_Task directions_. With the pictures removed, write out the data below exactly.

_Exercise materials_.
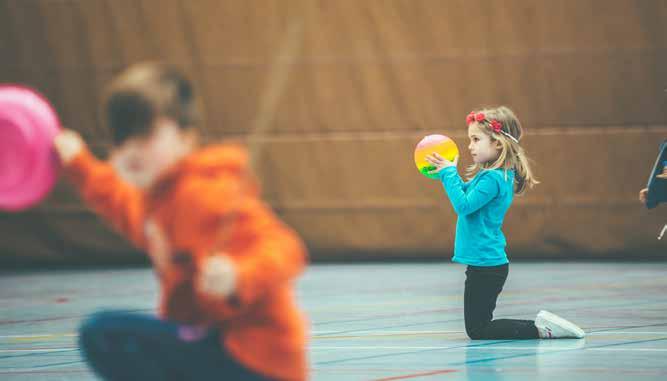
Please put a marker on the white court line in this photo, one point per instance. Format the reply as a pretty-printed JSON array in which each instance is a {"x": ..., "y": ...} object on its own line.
[
  {"x": 368, "y": 333},
  {"x": 36, "y": 335},
  {"x": 37, "y": 350}
]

_Task output_.
Please put a marker on the white court line in this photo, one point per instance. Format the reply as a pretty-printed JSON array in which each instance is a {"x": ..., "y": ...} object on its own line.
[
  {"x": 368, "y": 333},
  {"x": 36, "y": 335},
  {"x": 37, "y": 350}
]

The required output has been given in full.